[Items listed in a dataset]
++++++++++

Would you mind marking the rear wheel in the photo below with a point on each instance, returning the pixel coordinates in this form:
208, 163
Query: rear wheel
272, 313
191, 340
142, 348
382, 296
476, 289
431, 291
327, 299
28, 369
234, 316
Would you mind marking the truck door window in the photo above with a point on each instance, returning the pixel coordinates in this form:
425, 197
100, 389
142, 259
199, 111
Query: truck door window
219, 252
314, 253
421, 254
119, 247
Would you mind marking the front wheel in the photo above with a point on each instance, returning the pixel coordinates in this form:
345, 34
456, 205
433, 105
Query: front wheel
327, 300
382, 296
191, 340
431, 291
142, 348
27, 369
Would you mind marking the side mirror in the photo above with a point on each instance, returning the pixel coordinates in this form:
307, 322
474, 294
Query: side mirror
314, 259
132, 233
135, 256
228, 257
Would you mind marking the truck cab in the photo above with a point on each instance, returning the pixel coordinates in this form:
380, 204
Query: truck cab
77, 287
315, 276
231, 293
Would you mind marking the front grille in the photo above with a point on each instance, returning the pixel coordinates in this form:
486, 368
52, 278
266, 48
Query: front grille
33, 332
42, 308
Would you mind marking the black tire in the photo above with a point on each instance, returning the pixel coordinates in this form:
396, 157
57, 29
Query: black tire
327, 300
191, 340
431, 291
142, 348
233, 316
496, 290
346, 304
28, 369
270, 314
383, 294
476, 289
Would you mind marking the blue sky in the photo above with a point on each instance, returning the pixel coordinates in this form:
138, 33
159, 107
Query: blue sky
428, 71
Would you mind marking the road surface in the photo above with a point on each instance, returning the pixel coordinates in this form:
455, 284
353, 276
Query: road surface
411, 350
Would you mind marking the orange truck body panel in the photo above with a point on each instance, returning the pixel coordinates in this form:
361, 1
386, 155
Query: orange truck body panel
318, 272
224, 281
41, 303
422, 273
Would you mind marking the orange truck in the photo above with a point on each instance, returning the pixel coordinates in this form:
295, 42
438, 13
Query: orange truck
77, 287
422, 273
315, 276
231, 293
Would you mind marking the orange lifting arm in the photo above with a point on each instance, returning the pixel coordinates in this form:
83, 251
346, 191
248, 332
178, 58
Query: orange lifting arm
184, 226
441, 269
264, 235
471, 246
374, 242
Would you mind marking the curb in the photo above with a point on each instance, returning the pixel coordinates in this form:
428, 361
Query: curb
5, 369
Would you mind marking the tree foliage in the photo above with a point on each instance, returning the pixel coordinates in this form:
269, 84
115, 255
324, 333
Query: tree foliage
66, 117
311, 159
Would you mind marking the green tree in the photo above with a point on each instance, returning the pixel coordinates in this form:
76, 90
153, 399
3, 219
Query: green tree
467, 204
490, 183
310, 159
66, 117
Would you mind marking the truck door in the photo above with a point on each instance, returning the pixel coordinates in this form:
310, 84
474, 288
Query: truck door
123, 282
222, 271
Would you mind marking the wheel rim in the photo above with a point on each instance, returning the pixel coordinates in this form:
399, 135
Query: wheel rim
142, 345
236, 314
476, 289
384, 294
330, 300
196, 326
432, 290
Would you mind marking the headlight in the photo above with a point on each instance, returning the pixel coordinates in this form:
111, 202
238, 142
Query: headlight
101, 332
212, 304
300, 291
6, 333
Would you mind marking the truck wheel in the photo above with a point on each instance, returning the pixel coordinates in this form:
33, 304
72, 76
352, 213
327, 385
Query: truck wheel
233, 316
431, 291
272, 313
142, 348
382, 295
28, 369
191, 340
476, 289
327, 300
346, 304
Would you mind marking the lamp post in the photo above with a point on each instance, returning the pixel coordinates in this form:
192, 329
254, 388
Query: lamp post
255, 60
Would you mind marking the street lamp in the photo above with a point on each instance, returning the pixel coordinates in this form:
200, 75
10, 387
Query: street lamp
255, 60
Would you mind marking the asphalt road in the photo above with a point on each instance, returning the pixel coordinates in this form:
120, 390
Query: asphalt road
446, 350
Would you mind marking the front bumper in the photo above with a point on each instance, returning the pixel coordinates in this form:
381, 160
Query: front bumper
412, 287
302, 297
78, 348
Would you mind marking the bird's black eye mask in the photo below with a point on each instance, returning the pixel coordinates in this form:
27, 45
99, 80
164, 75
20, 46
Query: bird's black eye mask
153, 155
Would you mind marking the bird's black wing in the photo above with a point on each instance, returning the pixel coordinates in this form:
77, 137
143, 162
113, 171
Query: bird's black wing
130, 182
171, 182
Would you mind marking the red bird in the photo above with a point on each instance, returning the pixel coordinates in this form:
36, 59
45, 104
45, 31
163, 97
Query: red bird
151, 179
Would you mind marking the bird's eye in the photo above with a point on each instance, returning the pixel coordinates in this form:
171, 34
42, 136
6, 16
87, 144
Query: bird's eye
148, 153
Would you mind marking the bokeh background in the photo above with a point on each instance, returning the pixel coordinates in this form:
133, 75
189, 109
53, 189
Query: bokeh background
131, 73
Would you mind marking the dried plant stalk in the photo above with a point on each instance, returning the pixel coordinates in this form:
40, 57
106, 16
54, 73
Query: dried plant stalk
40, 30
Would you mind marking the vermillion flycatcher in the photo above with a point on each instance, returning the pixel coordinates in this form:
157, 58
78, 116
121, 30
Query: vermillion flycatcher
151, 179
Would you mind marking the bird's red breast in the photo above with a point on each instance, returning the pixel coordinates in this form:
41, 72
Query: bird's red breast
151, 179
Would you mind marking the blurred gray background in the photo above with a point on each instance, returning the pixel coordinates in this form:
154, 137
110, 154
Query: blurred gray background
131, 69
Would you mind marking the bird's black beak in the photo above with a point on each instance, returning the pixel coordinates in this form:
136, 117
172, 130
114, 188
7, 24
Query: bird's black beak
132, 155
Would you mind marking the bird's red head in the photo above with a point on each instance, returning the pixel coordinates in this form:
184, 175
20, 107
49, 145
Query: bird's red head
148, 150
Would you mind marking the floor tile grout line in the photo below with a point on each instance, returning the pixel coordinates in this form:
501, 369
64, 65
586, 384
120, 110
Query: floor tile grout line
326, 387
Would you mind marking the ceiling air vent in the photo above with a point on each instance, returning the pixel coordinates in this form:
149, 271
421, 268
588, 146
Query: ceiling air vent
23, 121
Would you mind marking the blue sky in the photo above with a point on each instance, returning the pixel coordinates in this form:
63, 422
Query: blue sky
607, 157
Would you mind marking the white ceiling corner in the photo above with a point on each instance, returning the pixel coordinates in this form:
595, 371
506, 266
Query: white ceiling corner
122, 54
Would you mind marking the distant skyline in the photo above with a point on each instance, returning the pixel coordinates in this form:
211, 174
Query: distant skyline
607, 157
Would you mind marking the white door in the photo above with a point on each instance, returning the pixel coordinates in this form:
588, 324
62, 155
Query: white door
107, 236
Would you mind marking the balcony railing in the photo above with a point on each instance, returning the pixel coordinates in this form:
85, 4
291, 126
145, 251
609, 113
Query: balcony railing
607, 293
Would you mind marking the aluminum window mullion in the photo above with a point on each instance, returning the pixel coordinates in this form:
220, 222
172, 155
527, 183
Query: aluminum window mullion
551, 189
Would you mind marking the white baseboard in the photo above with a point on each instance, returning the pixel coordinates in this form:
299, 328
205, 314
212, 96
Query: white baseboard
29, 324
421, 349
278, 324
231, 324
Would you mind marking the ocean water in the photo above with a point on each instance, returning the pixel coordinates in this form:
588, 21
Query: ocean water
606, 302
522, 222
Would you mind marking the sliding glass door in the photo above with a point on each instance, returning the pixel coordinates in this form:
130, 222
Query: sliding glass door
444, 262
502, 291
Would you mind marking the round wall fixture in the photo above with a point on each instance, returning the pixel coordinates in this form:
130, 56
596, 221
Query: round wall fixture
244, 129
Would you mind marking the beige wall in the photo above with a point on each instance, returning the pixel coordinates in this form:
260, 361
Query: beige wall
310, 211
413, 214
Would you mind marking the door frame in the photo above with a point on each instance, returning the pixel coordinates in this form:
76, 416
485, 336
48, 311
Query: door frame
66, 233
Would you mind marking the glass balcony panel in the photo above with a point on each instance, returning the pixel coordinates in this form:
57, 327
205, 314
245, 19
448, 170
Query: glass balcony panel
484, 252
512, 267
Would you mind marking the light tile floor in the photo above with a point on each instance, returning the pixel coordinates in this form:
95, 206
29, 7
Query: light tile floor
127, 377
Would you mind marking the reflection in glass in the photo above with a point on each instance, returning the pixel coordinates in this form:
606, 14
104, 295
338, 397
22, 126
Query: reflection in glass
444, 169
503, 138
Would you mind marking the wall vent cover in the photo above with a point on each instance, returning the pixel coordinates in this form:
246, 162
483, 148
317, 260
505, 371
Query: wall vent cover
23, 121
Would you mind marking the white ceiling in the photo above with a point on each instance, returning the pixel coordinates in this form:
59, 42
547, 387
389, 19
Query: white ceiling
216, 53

++++++++++

#### [WHAT YOU WILL DO]
Find the word "below" in the entries and show each line where it is found.

#### [THE ANSWER]
Would you mind marking the rear wheel in the photo below with a point on each instance, returning the pixel coordinates in this form:
Would you mind marking the bird's black eye mask in the photo below with a point on each instance, returning the pixel coordinates in this form:
Would you mind marking the floor tile grout line in the photo below with a point on each instance, returning the pixel coordinates in this form:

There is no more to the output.